> **Assigned task**
Determine how many lines below hold the string "distant". Reply with the number alone.

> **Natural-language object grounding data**
*****

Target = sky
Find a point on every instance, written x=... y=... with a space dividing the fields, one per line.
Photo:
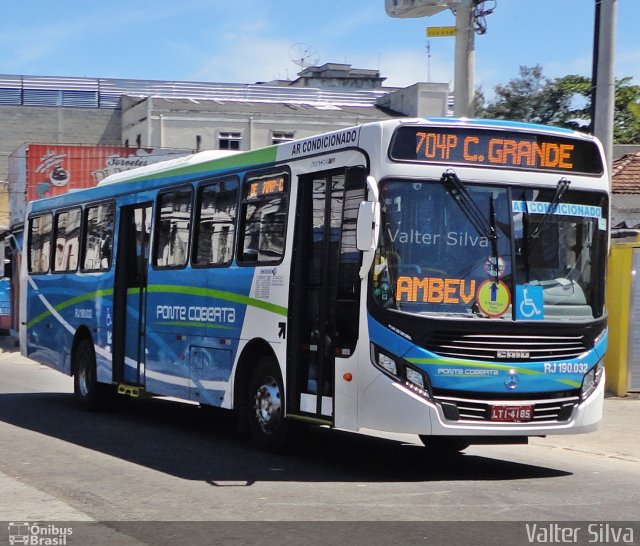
x=246 y=41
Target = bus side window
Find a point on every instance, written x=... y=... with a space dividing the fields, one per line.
x=67 y=238
x=215 y=229
x=263 y=219
x=98 y=241
x=173 y=226
x=40 y=243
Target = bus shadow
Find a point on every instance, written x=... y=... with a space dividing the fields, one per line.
x=193 y=443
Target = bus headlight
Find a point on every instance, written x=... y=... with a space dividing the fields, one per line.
x=387 y=363
x=415 y=377
x=591 y=380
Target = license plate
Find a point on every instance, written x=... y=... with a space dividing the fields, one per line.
x=511 y=413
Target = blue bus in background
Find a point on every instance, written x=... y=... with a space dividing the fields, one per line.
x=438 y=277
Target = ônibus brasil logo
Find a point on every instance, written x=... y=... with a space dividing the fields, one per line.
x=38 y=534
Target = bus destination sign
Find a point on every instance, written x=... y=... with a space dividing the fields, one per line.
x=495 y=148
x=261 y=187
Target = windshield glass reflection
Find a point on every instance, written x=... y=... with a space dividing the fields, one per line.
x=544 y=263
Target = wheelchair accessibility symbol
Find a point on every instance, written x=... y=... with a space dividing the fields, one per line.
x=529 y=302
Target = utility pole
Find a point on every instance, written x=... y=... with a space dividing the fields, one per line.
x=604 y=77
x=464 y=61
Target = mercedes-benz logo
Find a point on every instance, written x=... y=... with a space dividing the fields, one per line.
x=511 y=382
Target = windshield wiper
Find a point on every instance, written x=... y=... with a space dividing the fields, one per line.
x=485 y=228
x=561 y=188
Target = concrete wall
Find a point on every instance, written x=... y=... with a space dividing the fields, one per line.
x=419 y=100
x=158 y=122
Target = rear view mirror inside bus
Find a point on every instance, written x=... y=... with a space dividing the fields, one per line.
x=365 y=236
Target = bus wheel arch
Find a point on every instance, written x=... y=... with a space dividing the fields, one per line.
x=259 y=396
x=84 y=370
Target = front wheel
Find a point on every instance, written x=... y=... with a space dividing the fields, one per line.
x=265 y=399
x=85 y=384
x=443 y=446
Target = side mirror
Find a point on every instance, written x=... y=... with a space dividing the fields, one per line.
x=368 y=224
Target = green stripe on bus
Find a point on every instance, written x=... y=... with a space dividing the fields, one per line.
x=169 y=289
x=245 y=159
x=72 y=301
x=488 y=365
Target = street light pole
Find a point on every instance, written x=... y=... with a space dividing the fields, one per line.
x=464 y=61
x=604 y=85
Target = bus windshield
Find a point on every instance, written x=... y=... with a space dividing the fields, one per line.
x=505 y=253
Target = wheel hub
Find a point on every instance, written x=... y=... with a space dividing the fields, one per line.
x=268 y=405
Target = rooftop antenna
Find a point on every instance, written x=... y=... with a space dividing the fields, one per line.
x=304 y=55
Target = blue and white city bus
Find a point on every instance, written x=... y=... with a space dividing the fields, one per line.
x=439 y=277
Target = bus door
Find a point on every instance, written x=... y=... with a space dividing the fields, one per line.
x=323 y=307
x=129 y=294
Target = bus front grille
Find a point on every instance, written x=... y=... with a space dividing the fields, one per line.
x=505 y=347
x=556 y=410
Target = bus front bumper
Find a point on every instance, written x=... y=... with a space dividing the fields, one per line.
x=404 y=411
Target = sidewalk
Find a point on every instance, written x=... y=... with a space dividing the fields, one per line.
x=618 y=435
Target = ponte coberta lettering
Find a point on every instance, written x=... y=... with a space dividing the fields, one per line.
x=195 y=313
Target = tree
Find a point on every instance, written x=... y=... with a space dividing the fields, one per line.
x=531 y=97
x=565 y=102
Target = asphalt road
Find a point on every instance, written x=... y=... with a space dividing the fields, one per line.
x=154 y=460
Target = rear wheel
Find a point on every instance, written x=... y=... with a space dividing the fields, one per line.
x=265 y=400
x=85 y=385
x=444 y=445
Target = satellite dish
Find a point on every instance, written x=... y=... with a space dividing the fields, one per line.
x=304 y=55
x=404 y=9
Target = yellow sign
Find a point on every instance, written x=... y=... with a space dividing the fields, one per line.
x=494 y=298
x=439 y=32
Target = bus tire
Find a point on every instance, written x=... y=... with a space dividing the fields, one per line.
x=444 y=445
x=265 y=401
x=85 y=383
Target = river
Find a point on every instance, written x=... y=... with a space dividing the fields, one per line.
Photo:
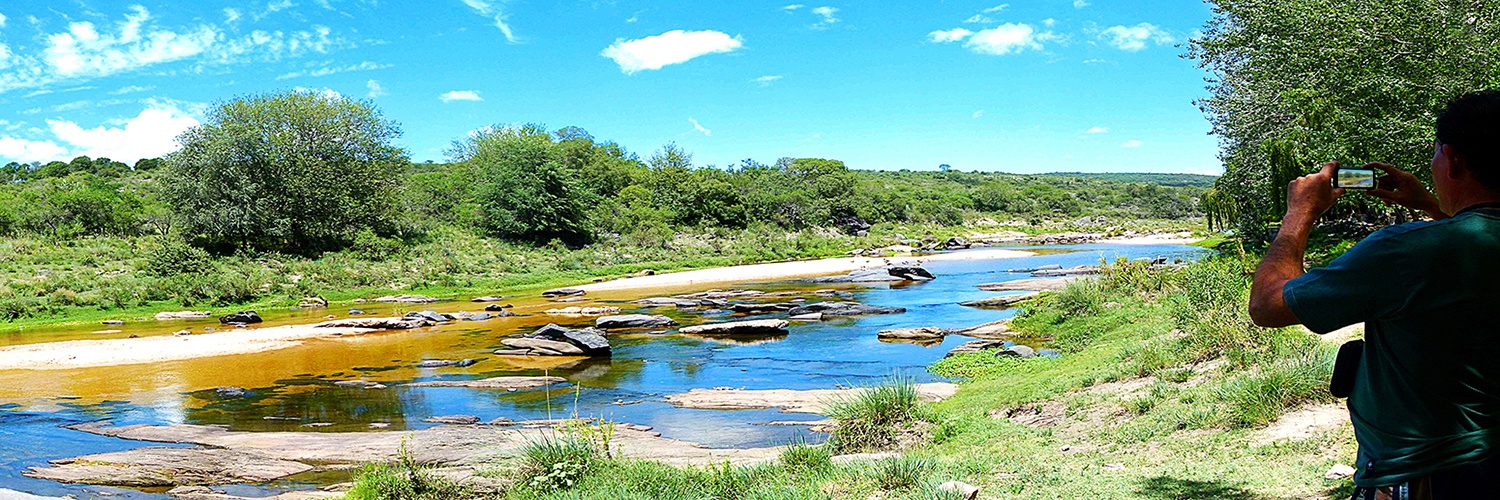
x=287 y=389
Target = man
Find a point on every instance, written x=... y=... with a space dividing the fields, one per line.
x=1427 y=394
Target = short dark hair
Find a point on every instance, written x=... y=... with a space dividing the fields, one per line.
x=1472 y=126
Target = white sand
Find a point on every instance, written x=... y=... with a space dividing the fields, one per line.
x=159 y=349
x=786 y=271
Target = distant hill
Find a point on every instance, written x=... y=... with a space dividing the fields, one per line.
x=1175 y=180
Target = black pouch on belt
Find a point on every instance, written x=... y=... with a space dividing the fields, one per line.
x=1344 y=368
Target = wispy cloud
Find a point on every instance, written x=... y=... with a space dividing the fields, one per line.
x=668 y=48
x=1136 y=38
x=699 y=126
x=461 y=95
x=489 y=9
x=767 y=80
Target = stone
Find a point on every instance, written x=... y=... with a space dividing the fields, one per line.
x=843 y=308
x=564 y=349
x=584 y=311
x=1031 y=284
x=975 y=347
x=761 y=308
x=167 y=467
x=452 y=419
x=182 y=316
x=920 y=334
x=633 y=322
x=960 y=488
x=1340 y=472
x=737 y=328
x=243 y=317
x=1001 y=301
x=1023 y=352
x=507 y=383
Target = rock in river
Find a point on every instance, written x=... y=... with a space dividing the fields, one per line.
x=737 y=328
x=633 y=322
x=243 y=317
x=1001 y=301
x=843 y=308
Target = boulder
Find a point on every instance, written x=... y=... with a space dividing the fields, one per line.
x=633 y=322
x=182 y=316
x=921 y=334
x=1001 y=301
x=761 y=308
x=452 y=419
x=509 y=383
x=843 y=308
x=243 y=317
x=737 y=328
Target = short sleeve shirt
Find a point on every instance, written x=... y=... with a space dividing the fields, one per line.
x=1427 y=394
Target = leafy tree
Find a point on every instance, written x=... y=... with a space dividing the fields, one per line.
x=527 y=192
x=297 y=171
x=1298 y=83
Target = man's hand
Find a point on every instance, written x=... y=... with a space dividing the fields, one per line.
x=1398 y=186
x=1310 y=195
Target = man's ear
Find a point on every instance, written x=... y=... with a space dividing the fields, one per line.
x=1457 y=164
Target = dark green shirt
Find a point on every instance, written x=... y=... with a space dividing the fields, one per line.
x=1427 y=395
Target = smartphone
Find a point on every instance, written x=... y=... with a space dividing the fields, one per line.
x=1355 y=177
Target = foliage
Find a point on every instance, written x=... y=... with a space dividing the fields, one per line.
x=1283 y=105
x=297 y=171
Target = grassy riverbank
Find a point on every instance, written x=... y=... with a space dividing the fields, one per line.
x=1164 y=391
x=48 y=283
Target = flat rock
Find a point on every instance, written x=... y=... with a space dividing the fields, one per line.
x=509 y=383
x=737 y=328
x=843 y=308
x=1001 y=301
x=182 y=316
x=633 y=322
x=1031 y=284
x=168 y=466
x=920 y=334
x=786 y=400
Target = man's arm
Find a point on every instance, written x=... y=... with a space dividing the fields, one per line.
x=1307 y=198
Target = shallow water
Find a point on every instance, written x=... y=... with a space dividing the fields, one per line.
x=294 y=386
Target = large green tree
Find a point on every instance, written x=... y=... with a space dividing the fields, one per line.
x=1296 y=83
x=299 y=171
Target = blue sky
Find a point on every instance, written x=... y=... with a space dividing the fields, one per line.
x=999 y=86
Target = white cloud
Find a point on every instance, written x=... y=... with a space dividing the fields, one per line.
x=668 y=48
x=1010 y=38
x=767 y=80
x=1134 y=38
x=948 y=36
x=827 y=14
x=461 y=95
x=699 y=126
x=488 y=9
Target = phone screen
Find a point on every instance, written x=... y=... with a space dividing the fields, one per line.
x=1355 y=179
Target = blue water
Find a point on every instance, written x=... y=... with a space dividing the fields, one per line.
x=624 y=388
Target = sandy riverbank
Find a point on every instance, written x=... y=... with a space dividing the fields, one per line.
x=788 y=271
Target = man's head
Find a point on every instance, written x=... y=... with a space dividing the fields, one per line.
x=1467 y=146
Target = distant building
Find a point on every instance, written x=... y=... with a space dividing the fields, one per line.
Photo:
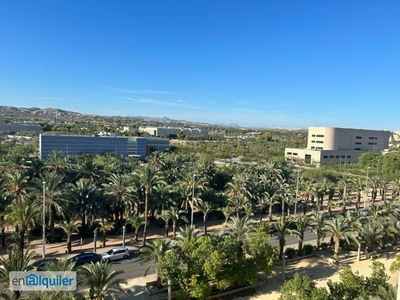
x=16 y=127
x=340 y=145
x=75 y=144
x=172 y=132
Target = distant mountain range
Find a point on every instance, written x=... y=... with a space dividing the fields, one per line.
x=36 y=114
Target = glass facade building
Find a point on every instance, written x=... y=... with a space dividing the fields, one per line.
x=75 y=144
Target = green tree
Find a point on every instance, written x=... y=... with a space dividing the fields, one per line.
x=302 y=288
x=102 y=282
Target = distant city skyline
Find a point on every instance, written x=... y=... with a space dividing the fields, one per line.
x=291 y=64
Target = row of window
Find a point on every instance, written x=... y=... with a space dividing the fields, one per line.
x=290 y=153
x=337 y=156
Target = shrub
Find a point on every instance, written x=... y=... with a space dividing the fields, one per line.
x=308 y=249
x=290 y=252
x=324 y=246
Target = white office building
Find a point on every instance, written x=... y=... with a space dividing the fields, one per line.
x=339 y=145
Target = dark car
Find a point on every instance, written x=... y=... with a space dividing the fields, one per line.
x=85 y=258
x=41 y=264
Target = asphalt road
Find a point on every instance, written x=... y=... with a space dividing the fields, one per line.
x=132 y=267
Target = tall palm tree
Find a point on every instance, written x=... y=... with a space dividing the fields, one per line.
x=175 y=215
x=206 y=208
x=136 y=222
x=302 y=223
x=54 y=197
x=338 y=228
x=119 y=190
x=155 y=252
x=23 y=215
x=149 y=177
x=105 y=226
x=238 y=228
x=14 y=262
x=282 y=227
x=317 y=223
x=69 y=228
x=86 y=199
x=102 y=281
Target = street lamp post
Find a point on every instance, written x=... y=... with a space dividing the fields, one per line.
x=191 y=219
x=95 y=240
x=366 y=188
x=123 y=235
x=44 y=221
x=297 y=191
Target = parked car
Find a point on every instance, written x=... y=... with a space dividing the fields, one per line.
x=116 y=253
x=85 y=258
x=41 y=264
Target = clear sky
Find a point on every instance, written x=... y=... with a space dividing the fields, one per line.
x=265 y=63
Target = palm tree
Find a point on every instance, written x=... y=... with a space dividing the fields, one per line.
x=302 y=222
x=104 y=227
x=238 y=228
x=227 y=211
x=166 y=217
x=175 y=215
x=149 y=178
x=14 y=262
x=102 y=281
x=317 y=224
x=69 y=228
x=282 y=227
x=22 y=215
x=119 y=190
x=370 y=234
x=206 y=208
x=154 y=252
x=136 y=222
x=338 y=228
x=54 y=197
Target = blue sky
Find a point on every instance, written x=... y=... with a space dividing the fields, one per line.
x=270 y=63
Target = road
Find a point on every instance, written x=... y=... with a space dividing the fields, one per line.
x=132 y=268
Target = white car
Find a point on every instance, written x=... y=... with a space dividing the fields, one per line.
x=116 y=253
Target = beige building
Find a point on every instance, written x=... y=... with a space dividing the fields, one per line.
x=339 y=145
x=173 y=131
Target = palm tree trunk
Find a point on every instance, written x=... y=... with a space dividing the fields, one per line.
x=270 y=213
x=281 y=246
x=69 y=244
x=22 y=242
x=136 y=235
x=174 y=229
x=3 y=237
x=166 y=234
x=337 y=241
x=146 y=208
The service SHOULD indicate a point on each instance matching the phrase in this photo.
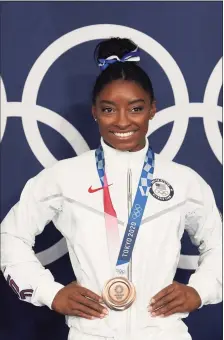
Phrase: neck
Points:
(138, 147)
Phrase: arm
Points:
(204, 226)
(21, 268)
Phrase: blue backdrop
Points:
(47, 72)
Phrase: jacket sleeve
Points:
(39, 203)
(204, 226)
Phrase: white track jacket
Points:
(180, 200)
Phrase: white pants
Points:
(149, 333)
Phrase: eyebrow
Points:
(129, 103)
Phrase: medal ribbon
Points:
(135, 218)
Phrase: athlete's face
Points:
(123, 109)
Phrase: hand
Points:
(78, 301)
(176, 298)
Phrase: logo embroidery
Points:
(161, 190)
(91, 191)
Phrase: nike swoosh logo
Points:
(91, 191)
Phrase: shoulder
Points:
(183, 177)
(177, 169)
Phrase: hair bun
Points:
(114, 46)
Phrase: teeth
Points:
(126, 134)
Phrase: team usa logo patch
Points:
(161, 190)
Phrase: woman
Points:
(122, 211)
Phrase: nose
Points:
(122, 120)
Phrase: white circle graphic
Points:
(179, 114)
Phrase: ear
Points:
(152, 110)
(94, 112)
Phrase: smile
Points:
(123, 134)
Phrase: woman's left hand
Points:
(176, 298)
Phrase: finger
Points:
(82, 315)
(90, 303)
(169, 289)
(173, 311)
(86, 310)
(88, 293)
(165, 309)
(163, 301)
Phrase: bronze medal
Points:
(119, 293)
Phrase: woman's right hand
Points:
(79, 301)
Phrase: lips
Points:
(123, 134)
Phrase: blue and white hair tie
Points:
(131, 56)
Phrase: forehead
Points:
(122, 90)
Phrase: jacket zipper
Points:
(129, 206)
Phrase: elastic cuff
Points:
(46, 292)
(202, 289)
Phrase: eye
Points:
(137, 109)
(107, 109)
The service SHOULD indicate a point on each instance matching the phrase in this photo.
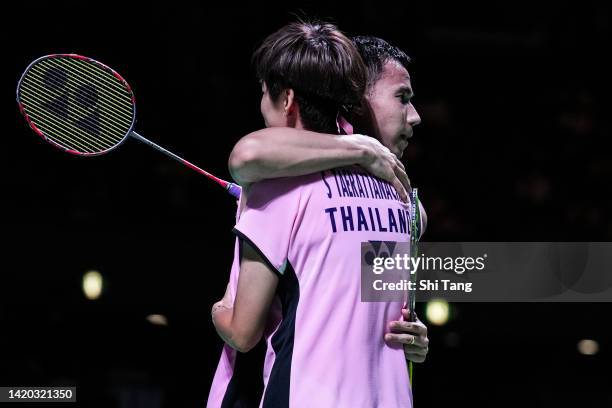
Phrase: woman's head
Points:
(309, 70)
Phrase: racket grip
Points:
(234, 189)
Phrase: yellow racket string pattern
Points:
(76, 103)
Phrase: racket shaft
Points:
(230, 187)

*****

> **Task response**
4